Selected excerpt:
Start of Block

I don’t shoot smaller than 8mm as the long draw bands over power light ammo easily. Also, I primarily target shoot into a catch box so I always reuse my ammo. I like to practice with the same ammo and setup that I will be hunting with.


----------



## Booral121 (Jan 6, 2019)

Rb1984 said:


> One quick question mate: what its your favourite ammo size for targeting or can shooting?
> 
> Recently I started using 7mm steel balls that I had unused because they seemed too small. I'm liking them a lot for target and cans. Good straight flight.
> 
> ...


(RIGHT BEFORE ANYONE READS THIS 🎯THIS IS NOT DIRECTED AT ANYONE PERSONLY OR THAT IT'S JUST A THING THAT I OFTEN PONDER 👊💙👍🏴󠁧󠁢󠁳󠁣󠁴󠁿👌🎯) 

Is there a reason why people don't use the same setups for everything 🤷🤯🎯 I mean a 200m runner doesn't practice at only 50m wearing sandals then only do 200m on the day .they practice everytime at 200m wearing running shoes cause that's the best way to perfect your game 🤔🎯. So if your hunting with 9.5mm or 8mm steels for instance coupled with the correct bands does it not make sense to use them for spinners, cans, and hunting so your constantly perfecting your shooting aiming and consistency 👊💙👍🏴󠁧󠁢󠁳󠁣󠁴󠁿👌🎯


----------



## Rb1984 (Sep 25, 2020)

Island made said:


> I don’t shoot smaller than 8mm as the long draw bands over power light ammo easily. Also, I primarily target shoot into a catch box so I always reuse my ammo. I like to practice with the same ammo and setup that I will be hunting with.


Okey thanks mate, I like to hear the people preferences 👍🏼👍🏼


----------



## Booral121 (Jan 6, 2019)

End of Block

Supplied records:
Start of Block

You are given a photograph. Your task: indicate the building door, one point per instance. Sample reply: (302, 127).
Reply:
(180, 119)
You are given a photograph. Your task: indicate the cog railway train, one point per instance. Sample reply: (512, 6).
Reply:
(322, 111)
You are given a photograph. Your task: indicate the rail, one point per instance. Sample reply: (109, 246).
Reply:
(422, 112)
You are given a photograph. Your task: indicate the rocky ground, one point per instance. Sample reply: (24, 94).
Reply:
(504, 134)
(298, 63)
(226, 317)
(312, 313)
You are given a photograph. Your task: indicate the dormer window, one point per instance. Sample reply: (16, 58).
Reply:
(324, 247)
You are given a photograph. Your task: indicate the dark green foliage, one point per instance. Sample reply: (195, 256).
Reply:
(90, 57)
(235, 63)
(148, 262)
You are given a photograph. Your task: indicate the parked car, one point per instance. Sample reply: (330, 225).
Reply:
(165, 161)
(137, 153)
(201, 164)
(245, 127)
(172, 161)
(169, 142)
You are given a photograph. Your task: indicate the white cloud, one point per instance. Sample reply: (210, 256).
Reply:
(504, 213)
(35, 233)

End of Block

Tasks to perform:
**A.** According to the slingshot ammo thread, what size steel balls did Rb1984 recently start using for targets and cans?
**B.** Carry on the slingshot ammo thread from the point where it stops.
The listing has no connection to the slingshot ammo thread.

Numbered answers:
**A.** 7mm steel balls.

**B.**
Island made said:


> I don’t shoot smaller than 8mm as the long draw bands over power light ammo easily. Also, I primarily target shoot into a catch box so I always reuse my ammo. I like to practice with the same ammo and setup that I will be hunting with.


🤣🎯💙👍🏴󠁧󠁢󠁳󠁣󠁴󠁿👌 Man I was writing the below comment when you had wrote this 💙🎯👊 I'm glad there's others like me then 🤣🎯👊👌


----------



## Rb1984 (Sep 25, 2020)

Booral121 said:


> (RIGHT BEFORE ANYONE READS THIS 🎯THIS IS NOT DIRECTED AT ANYONE PERSONLY OR THAT IT'S JUST A THING THAT I OFTEN PONDER 👊💙👍🏴󠁧󠁢󠁳󠁣󠁴󠁿👌🎯)
> 
> Is there a reason why people don't use the same setups for everything 🤷🤯🎯 I mean a 200m runner doesn't practice at only 50m wearing sandals then only do 200m on the day .they practice everytime at 200m wearing running shoes cause that's the best way to perfect your game 🤔🎯. So if your hunting with 9.5mm or 8mm steels for instance coupled with the correct bands does it not make sense to use them for spinners, cans, and hunting so your constantly perfecting your shooting aiming and consistency 👊💙👍🏴󠁧󠁢󠁳󠁣󠁴󠁿👌🎯


yes, the ideal is to practice with the same thing that you are going to use when you go hunting.

I have only occasionally "hunted" with a slingshot, 95% of the time I only shoot targets or cans.

In my case, I am currently trying different sizes of balls since I had only tried 3/8 and 8mm steel. These days I'm using a lot of 7mm steel (I'm also still using 8) and I'm really liking it.

I don't think I will shoot anything smaller than 7mm, although I also said that about 8mm lol.

greetings mate🎯🚀🏄🕵🤠


----------



## skarrd (Jul 20, 2011)

my hunting slings all share the same bands,widths,AL's and ammo,except one-[TTF uses lead 36 cal]-targets or game.
Now my "fun "slings are varied depending on where they will be shot and at what-[clay,marbles,steel,etc] for when i am out walking the river or woods,or taking the dogs for a walk


----------



## Rb1984 (Sep 25, 2020)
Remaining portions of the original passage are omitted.